▸ SELECTED PASSAGE:
Your cablegram No. 2, of 19th April, 1944. 
2. War Cabinet and the Advisory War Council have given
consideration to Agendum No. 80/1944  relative to the report of
the War Commitments Committee and to Supplement No. 1 thereto
containing the observations of Ministers concerned, also the
related Agendum (No. 215/1944)  arising from War Cabinet Minute
No. (3334)  regarding the strategical review by the Defence
Committee as basis for consideration of provision being made for
the defence of Australia.
3. You will recall that the War Commitments Committee did not
suggest any variation in the existing limit of intake into the
services of 3,000 males and 2,000 females per month.
4. In Supplement No. 1 to Agendum 80/1944, the Minister for the
Navy sought variation of Navy's present allocation of 150 persons
per month to an average of 300 males and 50 females per month as
from the 1st February to 31st December, 1944, the Army and Air
Force quotas to be reduced accordingly. As quoted in my cable No.
12 of 20th April , the Navy statement is that this increase
must be made unless ships now being completed are not to be
manned, other essential services abandoned or reduced, and new
commitments, e.g. the taking over by the Royal Australian Navy of
the Commonwealth Salvage Service, cancelled.
5. The Navy submission also embodies the proposal  previously
submitted to the Advisory War Council regarding the possibility of
increasing the strength of the Royal Australian Navy by the
transfer of vessels from the Royal Navy. It is stated to be
certain that a proposal from Australia for such transfer would be
welcomed by the United Kingdom authorities. The Naval Board
estimate that a force of one aircraft carrier, one cruiser and six
destroyers would require an addition of between 4,000 and 5,000 to
the strength of the Royal Australian Navy, necessitating an
increased monthly intake of 450 persons until the requirement is
reached and maintenance thereafter. The 450 is additional to the
requirement referred to in paragraph 4 and would thus increase the
total Navy allocation to 800 monthly (700 men and 100 women).
6. In submitting this proposal the Minister for the Navy expressed
the view that increased Naval Forces are more than justified for
the following reasons:-
(a) Admiral Nimitz' opinion that more and more Naval vessels of
all types are required in the Pacific in order to carry out a
(b) General MacArthur's recently expressed desire for additional
Naval Forces in this area.
(c) The desirability of maintaining the highest possible effort by
Australia in the Pacific. Additional vessels would permit more
adequate Australian representation in the final phases of the war
against Japan. Such representation can be provided most readily
and appropriately by Naval Forces.
(d) The prestige of Australia in the Naval effort vis-a-vis that
(e) These vessels would be a replacement of the heavy losses which
the Royal Australian Navy has sustained.
(f) The increase could be obtained at such a modest additional
requirement in manpower, readily obtainable by a very slight re-
allocation of the manpower now allotted to the Services.

▸ WRITTEN INSTRUCTION 1: Gather every row below that contains the string "chair", matching case exactly.

▸ RECORDS PROVIDED:
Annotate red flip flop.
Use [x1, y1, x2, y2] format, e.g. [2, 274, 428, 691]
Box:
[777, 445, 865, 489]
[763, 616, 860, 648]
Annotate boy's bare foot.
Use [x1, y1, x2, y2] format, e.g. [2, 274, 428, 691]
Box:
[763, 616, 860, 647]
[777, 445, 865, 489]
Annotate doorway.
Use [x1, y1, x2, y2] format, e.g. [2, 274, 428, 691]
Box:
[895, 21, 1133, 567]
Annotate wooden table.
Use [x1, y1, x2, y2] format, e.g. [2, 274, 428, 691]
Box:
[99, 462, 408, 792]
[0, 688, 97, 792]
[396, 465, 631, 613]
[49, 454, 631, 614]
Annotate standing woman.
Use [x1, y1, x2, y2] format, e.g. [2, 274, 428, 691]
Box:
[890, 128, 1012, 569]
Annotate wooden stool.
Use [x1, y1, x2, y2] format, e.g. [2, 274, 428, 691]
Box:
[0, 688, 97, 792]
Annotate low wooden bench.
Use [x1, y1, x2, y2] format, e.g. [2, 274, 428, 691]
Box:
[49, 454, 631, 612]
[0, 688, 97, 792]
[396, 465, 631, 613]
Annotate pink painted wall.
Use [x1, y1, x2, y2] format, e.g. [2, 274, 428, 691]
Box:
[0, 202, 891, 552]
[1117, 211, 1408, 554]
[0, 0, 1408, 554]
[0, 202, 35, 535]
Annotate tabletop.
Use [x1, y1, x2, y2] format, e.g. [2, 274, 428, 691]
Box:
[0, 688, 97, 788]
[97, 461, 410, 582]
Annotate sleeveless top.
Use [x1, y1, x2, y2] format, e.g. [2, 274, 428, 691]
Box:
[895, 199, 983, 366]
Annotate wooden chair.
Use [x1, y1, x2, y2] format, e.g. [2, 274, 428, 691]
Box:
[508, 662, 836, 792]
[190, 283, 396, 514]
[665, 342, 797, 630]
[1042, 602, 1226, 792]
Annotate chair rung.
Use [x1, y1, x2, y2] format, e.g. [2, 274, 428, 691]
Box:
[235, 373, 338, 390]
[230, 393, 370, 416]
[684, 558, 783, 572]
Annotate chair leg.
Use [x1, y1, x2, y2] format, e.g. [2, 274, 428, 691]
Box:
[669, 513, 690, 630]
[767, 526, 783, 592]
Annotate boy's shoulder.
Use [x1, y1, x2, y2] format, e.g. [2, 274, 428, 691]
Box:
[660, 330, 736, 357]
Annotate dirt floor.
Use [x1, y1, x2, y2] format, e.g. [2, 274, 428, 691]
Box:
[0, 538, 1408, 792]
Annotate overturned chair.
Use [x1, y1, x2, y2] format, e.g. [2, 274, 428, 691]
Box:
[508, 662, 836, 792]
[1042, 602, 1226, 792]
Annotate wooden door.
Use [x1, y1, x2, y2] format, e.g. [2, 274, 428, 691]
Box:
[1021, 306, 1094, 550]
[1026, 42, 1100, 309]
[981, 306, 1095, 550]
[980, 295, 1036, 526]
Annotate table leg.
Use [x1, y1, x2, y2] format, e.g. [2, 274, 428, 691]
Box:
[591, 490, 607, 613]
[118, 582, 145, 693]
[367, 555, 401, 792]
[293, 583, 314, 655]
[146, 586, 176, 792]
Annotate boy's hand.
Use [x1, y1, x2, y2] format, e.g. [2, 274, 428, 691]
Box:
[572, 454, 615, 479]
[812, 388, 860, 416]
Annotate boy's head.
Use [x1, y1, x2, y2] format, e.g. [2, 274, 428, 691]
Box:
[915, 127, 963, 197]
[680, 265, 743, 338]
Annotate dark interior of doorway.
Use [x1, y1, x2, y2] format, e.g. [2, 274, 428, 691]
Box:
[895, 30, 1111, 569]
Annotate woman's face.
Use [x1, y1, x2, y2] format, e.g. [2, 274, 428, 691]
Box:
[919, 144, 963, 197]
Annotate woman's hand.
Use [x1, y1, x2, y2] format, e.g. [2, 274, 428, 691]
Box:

▸ WRITTEN INSTRUCTION 2: Reproduce the passage on Navy manpower word for word, starting at the words "3. You will" and ending after "Salvage Service, cancelled.".

▸ EXPECTED OUTPUT 1:
Annotate wooden chair.
Annotate chair rung.
Annotate chair leg.
Annotate overturned chair.

▸ EXPECTED OUTPUT 2:
3. You will recall that the War Commitments Committee did not
suggest any variation in the existing limit of intake into the
services of 3,000 males and 2,000 females per month.
4. In Supplement No. 1 to Agendum 80/1944, the Minister for the
Navy sought variation of Navy's present allocation of 150 persons
per month to an average of 300 males and 50 females per month as
from the 1st February to 31st December, 1944, the Army and Air
Force quotas to be reduced accordingly. As quoted in my cable No.
12 of 20th April , the Navy statement is that this increase
must be made unless ships now being completed are not to be
manned, other essential services abandoned or reduced, and new
commitments, e.g. the taking over by the Royal Australian Navy of
the Commonwealth Salvage Service, cancelled.